Passage provided:
================================
Monday, September 21

  • ANSONIA – Miss Clara Barton, 88, founder of the American Red Cross, is a guest of the Drew family on New Street. The visit was kept quiet until now, though she’ll receive the GAR there tonight. The event was photographed by the Drews’ daughter and Miss Barton’s namesake, Clara Barton Drew. The photos are in the collection of the Derby Historical Society.

September 22

  • SHELTON – Iowa Governor Albert B. Cummins and his wife spend the night in Shelton as guests of Walter E. Andrews. The next day leaves for Iowa, to tour with Republican presidential candidate William H. Taft.

September 25

  • SHELTON – The Shelton Poultry Association has been organized, with a charter from the American Poultry Association

September 26

  • HIGH SCHOOL FOOTBALL – Derby ties Danbury High 6-6 at Derby Meadows.

Monday, September 28

  • The first heavy rain since September 6 falls. Despite the rain, the Naugatuck River is still low. With the rain come high winds, blowing down many leaves. The trolley company runs the old snowplow, which is the old 1889 freight locomotive, on the tracks to remove the wet leaves from the tracks, attracting much attention.

September 29

  • Brilliant northern lights are visible. Many in this time in history believe that foretells the coming of frost. 

September 30

  • The trolley line between Derby and Ansonia is 21 years old today.
  • Many are collecting the large amount of chestnuts that were blown to the ground two days ago. 
  • OXFORD – “The hillsides are beginning to show the varied tints of foliage which comes with the season and scenery is becoming one of great beauty. Nuts are ripening early and beginning to fall plentiously. The crop is large and it looks as if there was an abundance for all who care to gather them”.
================================
Short task 1: In the September timeline, what did the trolley company run on the tracks to clear away the wet leaves?
Short task 2: Write out the passage of the September timeline between "September 26" and "attracting much attention.", inclusive.

Extracted data entries:
================================
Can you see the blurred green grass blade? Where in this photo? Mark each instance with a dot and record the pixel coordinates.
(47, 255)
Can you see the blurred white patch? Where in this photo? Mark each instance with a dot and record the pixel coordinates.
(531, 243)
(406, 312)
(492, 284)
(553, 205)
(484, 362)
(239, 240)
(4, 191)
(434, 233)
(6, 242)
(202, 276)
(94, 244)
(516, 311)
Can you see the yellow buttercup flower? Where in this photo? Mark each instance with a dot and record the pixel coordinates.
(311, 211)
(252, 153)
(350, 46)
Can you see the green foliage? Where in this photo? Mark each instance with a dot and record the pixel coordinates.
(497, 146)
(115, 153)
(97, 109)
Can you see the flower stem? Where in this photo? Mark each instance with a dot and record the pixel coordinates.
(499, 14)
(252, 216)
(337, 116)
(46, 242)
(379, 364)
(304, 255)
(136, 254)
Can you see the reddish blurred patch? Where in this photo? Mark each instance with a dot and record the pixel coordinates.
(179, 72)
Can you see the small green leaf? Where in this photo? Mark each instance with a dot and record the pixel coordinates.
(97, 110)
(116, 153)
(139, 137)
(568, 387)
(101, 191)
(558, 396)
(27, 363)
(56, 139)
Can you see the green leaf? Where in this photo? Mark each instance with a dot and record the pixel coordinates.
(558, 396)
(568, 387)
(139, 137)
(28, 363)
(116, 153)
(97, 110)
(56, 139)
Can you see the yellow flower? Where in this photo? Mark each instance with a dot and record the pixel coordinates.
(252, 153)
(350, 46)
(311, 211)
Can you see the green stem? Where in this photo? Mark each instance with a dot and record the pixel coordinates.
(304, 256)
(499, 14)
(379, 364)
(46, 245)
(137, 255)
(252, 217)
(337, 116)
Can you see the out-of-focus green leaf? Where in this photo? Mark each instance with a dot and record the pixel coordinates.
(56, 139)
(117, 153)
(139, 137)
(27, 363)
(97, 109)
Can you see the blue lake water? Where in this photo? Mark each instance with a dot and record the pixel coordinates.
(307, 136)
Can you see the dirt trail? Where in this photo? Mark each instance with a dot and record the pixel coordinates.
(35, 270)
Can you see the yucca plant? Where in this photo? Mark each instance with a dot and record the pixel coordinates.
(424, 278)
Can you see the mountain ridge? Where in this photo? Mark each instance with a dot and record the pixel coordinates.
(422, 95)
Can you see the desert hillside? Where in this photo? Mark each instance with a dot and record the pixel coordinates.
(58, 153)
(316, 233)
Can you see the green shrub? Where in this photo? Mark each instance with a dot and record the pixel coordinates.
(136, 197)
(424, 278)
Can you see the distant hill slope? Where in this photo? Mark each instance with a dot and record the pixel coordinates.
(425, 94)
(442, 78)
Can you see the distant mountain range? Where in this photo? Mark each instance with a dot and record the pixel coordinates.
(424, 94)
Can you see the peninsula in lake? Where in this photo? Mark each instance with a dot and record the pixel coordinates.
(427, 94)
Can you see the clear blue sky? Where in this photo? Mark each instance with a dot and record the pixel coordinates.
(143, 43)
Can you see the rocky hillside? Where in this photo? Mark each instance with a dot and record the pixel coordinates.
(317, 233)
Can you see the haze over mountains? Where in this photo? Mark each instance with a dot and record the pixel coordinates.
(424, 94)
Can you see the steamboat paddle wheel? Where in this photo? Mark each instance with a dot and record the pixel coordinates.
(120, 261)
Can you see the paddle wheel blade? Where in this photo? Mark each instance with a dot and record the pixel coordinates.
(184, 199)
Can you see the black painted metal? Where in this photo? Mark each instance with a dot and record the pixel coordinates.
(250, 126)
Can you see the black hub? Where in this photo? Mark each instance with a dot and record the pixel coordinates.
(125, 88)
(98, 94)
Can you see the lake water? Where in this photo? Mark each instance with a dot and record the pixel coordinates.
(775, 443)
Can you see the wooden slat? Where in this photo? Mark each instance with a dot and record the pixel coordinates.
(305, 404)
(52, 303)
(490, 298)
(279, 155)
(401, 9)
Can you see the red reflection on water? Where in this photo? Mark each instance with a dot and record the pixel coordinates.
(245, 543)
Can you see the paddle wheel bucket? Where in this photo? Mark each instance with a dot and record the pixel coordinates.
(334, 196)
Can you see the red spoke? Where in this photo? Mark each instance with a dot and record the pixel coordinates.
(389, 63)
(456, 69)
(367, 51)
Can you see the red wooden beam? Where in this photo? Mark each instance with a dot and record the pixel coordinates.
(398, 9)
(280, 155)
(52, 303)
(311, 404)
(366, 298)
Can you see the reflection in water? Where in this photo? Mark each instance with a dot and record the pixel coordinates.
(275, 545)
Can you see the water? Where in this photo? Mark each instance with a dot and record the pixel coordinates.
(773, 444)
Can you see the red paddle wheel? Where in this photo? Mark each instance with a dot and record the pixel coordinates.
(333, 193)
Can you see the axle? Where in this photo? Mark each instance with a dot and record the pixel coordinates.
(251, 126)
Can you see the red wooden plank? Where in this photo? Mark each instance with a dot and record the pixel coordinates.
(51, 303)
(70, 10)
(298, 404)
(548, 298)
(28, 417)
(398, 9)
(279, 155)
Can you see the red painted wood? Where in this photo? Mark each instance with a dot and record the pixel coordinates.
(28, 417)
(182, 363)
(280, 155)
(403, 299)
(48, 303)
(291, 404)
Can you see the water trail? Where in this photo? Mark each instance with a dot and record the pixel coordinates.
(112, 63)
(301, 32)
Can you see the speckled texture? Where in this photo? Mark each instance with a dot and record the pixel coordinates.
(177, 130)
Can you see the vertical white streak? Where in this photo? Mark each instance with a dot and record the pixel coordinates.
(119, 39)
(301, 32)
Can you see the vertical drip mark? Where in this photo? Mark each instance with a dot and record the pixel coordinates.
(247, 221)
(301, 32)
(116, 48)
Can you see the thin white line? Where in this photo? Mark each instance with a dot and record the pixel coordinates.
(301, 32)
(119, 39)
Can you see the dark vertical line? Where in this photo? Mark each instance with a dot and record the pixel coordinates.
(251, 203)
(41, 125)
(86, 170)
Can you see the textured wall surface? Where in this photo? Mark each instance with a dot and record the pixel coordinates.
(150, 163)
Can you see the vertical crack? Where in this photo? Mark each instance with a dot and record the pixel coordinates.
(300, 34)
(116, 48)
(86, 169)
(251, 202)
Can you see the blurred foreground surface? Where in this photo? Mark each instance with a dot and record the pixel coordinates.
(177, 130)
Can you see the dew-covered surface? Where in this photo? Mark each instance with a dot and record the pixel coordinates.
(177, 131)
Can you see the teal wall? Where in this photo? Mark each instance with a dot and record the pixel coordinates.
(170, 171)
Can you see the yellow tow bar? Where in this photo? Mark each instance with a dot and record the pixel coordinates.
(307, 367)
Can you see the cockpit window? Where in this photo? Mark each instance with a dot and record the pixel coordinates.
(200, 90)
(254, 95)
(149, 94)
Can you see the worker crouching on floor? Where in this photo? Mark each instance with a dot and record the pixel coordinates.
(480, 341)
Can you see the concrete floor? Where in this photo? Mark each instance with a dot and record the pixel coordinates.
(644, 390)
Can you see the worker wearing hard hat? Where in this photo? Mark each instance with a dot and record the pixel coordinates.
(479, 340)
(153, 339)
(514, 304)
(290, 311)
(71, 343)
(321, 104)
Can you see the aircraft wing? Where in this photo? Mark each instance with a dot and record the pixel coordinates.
================================
Exercise solution 1: The old snowplow, which was the old 1889 freight locomotive.

Exercise solution 2:
September 26

  • HIGH SCHOOL FOOTBALL – Derby ties Danbury High 6-6 at Derby Meadows.

Monday, September 28

  • The first heavy rain since September 6 falls. Despite the rain, the Naugatuck River is still low. With the rain come high winds, blowing down many leaves. The trolley company runs the old snowplow, which is the old 1889 freight locomotive, on the tracks to remove the wet leaves from the tracks, attracting much attention.